Content starts

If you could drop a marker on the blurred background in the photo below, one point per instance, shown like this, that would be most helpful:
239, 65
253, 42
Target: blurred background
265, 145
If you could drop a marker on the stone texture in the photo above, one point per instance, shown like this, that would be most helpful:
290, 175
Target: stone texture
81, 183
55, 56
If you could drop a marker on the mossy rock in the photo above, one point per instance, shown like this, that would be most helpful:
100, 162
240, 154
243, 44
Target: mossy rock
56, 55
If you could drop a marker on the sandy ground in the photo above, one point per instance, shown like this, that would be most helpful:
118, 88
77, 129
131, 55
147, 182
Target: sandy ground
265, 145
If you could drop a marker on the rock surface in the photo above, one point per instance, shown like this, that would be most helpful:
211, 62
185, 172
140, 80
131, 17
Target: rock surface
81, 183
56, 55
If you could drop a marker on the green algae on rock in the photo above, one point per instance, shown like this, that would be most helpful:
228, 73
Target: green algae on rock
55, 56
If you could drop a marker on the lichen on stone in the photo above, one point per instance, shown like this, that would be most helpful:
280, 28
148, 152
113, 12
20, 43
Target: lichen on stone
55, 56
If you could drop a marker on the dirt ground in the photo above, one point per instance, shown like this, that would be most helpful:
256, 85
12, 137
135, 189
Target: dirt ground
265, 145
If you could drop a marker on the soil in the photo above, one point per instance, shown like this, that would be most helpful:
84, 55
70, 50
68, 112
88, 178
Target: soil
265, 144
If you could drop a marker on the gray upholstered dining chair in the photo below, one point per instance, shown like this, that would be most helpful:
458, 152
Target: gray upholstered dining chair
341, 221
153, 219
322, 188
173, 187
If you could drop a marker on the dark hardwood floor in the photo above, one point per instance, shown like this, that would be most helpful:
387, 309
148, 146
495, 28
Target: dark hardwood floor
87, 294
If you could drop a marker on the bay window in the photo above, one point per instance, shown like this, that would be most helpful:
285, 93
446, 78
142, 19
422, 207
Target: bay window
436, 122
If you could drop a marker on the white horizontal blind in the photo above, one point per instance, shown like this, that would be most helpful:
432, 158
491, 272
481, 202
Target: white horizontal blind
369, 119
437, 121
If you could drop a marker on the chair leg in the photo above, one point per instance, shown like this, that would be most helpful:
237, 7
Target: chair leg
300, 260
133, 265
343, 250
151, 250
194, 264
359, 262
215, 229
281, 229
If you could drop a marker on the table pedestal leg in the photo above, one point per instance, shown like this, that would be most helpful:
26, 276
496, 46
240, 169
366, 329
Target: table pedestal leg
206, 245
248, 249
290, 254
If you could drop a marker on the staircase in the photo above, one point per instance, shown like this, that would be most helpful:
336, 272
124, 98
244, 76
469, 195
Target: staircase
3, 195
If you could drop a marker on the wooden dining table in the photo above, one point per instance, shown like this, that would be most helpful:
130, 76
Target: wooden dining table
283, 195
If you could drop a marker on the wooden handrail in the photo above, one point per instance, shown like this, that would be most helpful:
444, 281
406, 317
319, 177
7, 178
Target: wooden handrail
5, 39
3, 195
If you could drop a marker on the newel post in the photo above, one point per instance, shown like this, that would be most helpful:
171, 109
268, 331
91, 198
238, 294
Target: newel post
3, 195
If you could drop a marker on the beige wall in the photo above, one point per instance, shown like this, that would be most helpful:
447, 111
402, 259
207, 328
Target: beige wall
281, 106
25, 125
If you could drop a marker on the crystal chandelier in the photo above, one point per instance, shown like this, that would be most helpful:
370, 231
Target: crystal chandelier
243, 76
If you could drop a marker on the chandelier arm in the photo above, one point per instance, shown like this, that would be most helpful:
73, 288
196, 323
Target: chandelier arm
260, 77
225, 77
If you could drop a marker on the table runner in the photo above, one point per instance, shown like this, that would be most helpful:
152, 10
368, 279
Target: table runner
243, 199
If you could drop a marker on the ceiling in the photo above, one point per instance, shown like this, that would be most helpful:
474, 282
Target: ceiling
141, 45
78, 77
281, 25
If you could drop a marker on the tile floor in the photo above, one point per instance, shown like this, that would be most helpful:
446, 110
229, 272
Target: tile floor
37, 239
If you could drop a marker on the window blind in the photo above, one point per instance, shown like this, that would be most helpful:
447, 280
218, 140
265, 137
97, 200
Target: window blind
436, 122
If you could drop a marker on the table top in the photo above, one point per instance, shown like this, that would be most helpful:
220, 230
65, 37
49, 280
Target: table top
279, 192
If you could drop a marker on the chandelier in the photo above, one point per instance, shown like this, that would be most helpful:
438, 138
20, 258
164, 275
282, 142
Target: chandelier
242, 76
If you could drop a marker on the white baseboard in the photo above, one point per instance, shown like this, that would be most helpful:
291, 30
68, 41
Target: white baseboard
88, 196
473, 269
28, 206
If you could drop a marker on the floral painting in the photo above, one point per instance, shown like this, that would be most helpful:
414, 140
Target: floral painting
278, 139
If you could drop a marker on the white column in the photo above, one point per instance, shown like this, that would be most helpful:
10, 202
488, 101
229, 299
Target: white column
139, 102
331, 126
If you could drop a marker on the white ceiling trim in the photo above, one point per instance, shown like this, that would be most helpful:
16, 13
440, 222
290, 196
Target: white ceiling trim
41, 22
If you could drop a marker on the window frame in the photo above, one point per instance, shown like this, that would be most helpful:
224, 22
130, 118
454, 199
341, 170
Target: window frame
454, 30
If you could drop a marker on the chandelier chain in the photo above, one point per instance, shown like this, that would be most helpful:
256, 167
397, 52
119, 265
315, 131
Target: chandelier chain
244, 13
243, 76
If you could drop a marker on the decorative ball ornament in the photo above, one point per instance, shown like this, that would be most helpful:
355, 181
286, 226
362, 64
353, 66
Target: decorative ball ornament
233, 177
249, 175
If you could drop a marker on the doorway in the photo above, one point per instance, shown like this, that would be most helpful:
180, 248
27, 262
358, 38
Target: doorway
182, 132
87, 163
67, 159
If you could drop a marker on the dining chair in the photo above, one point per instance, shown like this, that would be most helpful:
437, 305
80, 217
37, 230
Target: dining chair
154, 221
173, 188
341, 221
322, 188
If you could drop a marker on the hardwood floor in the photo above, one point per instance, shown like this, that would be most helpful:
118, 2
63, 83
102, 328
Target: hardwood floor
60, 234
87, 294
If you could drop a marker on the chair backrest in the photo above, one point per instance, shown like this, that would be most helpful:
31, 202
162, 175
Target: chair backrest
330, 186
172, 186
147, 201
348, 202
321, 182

Content ends

**PROBLEM TO WORK ON:** Your answer should be all lines from the data that contain "below".

**REPLY TO THE EXERCISE:**
If you could drop a marker on the blurred background in the photo below, one point per instance, shown like this, that would be most helpful:
If you could drop a marker on the gray upholstered dining chair in the photo below, one point per instance, shown like this, that would be most helpful:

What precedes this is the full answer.